## WHAT NEEDS TO BE DONE:
Please give the number of lines in the records below where the word "center" occurs, and nothing else.
═════ TASK INPUTS ═════
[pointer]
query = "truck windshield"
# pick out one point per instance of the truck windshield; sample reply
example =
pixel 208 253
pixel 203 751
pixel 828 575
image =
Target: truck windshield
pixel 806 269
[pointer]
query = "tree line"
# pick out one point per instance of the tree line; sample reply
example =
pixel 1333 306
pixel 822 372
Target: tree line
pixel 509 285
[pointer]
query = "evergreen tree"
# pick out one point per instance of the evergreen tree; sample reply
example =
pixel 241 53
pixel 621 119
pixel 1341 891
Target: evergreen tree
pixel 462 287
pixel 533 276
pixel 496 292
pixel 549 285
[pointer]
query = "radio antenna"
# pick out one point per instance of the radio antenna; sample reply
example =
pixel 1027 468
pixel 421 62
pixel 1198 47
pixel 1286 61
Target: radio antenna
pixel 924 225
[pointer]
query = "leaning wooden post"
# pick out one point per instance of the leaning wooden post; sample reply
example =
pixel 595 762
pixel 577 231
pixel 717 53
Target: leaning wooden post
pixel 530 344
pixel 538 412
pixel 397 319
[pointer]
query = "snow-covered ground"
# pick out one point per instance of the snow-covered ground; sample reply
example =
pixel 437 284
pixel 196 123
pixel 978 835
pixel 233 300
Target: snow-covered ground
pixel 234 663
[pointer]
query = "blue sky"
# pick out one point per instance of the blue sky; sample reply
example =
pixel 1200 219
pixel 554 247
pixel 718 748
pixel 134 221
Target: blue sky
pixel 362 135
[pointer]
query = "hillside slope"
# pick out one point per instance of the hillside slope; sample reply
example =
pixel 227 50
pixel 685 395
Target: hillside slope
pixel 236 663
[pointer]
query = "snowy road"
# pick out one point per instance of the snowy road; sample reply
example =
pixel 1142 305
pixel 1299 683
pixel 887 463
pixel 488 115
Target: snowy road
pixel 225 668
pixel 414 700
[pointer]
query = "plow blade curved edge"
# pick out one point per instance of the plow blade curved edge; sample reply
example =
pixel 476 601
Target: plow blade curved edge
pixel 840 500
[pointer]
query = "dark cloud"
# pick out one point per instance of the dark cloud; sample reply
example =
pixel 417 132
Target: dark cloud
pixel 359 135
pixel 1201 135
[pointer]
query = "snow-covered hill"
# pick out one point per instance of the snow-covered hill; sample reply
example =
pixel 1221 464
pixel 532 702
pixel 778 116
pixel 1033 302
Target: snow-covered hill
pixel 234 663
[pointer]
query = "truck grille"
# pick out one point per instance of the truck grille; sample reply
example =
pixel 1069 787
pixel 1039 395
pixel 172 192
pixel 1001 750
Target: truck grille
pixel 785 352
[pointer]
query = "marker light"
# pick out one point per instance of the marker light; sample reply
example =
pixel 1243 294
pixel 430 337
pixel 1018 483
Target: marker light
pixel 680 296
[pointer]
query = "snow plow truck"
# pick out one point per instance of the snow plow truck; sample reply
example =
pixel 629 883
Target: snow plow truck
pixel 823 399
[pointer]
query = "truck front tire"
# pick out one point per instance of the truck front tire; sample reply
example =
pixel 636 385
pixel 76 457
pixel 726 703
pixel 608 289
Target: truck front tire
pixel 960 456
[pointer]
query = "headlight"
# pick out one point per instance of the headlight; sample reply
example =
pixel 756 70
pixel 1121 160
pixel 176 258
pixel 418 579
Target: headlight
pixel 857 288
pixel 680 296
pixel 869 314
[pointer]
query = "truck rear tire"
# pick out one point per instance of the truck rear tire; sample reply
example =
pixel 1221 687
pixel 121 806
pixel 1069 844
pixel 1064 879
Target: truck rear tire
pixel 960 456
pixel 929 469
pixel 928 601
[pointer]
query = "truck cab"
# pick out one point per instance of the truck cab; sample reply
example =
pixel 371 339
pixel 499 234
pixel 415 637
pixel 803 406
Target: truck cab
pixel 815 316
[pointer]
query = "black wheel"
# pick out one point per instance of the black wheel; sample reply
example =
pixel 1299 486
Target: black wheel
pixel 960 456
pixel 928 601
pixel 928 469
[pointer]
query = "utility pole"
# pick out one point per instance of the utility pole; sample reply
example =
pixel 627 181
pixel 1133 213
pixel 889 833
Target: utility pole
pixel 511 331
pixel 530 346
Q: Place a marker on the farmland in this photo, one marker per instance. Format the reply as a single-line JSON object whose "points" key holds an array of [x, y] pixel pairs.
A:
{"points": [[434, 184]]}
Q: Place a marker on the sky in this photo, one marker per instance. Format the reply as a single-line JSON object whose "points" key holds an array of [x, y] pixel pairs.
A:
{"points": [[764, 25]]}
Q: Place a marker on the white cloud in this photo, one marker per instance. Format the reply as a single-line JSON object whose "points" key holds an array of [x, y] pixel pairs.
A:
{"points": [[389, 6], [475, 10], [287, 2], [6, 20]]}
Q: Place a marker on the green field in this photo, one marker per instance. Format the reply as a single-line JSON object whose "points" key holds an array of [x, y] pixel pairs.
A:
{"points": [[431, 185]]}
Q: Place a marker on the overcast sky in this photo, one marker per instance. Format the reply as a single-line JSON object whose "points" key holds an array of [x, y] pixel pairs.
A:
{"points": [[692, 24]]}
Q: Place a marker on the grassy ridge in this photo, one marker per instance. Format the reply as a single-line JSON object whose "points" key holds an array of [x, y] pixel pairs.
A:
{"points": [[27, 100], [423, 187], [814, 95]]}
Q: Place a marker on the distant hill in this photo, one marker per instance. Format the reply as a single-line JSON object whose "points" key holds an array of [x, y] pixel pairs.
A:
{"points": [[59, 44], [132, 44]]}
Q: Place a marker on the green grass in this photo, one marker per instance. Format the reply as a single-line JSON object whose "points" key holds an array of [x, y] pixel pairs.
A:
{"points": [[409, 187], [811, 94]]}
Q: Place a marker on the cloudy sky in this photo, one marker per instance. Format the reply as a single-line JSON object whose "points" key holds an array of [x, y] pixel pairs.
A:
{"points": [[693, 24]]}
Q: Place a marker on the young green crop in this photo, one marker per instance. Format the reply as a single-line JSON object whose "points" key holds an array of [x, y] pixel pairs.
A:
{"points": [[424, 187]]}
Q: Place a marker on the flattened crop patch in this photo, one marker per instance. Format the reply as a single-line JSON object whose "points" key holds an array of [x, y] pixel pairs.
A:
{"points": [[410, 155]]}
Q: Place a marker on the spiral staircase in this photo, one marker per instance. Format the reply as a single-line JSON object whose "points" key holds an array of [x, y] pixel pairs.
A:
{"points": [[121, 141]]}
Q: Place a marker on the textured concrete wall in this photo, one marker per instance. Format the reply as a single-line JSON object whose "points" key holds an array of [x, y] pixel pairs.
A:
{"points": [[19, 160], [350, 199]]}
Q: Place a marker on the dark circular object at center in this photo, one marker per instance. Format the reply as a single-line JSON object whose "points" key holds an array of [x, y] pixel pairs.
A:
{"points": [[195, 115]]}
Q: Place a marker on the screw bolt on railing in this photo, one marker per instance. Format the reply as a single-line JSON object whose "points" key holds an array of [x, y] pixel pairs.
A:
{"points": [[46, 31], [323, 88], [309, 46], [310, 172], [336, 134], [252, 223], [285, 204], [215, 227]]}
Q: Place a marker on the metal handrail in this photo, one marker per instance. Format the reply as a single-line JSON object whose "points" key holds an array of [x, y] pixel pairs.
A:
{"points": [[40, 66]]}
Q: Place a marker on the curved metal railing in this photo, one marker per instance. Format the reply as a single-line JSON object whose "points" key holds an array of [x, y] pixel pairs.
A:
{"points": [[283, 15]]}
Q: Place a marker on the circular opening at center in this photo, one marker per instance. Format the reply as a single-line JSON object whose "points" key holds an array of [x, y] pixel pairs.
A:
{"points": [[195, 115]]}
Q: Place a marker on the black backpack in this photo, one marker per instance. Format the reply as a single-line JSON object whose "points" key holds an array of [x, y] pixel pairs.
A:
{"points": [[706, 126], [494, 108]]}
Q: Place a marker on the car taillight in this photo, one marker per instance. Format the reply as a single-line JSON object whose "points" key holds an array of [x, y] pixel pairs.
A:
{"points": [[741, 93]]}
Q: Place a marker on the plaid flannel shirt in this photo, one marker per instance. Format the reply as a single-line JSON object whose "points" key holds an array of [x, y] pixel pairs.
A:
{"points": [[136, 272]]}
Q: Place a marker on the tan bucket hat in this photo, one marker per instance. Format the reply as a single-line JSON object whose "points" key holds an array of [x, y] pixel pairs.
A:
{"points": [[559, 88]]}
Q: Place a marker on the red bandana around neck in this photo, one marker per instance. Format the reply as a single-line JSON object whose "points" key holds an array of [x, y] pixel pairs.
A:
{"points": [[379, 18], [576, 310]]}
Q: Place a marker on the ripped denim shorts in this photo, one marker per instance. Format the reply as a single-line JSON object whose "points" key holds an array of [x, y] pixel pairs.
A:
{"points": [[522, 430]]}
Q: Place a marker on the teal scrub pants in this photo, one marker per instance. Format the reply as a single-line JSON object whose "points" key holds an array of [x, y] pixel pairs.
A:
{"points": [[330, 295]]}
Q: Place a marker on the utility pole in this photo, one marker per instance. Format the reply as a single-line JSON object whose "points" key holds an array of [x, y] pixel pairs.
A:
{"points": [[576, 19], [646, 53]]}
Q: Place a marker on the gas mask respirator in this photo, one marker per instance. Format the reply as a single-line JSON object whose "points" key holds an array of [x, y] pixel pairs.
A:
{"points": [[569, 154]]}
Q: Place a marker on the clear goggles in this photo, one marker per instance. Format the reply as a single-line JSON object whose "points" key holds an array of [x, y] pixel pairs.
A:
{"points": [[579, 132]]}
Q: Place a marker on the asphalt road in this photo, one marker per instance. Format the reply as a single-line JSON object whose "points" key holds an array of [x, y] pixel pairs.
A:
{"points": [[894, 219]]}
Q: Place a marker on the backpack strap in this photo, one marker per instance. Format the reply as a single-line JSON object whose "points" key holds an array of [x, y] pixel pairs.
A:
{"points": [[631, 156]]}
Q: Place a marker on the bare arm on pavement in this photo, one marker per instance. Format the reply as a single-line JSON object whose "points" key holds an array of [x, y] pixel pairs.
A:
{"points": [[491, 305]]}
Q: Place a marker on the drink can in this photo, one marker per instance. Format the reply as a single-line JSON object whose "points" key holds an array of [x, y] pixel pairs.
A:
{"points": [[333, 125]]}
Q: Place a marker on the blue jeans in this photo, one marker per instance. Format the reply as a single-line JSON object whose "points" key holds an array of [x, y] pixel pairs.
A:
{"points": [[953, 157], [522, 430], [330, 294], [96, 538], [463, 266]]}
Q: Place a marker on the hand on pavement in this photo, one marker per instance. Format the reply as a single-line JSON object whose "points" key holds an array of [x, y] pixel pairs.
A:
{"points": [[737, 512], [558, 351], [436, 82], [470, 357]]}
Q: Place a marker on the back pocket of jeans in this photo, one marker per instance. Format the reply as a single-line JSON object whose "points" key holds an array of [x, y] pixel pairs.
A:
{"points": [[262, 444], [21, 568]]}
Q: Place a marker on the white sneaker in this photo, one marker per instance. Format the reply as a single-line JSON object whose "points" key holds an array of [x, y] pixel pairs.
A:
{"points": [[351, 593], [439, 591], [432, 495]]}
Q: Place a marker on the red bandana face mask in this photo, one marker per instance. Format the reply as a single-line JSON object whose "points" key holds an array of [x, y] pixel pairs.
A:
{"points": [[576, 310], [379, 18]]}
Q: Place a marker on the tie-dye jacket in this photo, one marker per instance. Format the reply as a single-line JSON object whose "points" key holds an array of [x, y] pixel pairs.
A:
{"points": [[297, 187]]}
═════
## WRITTEN SOLUTION:
2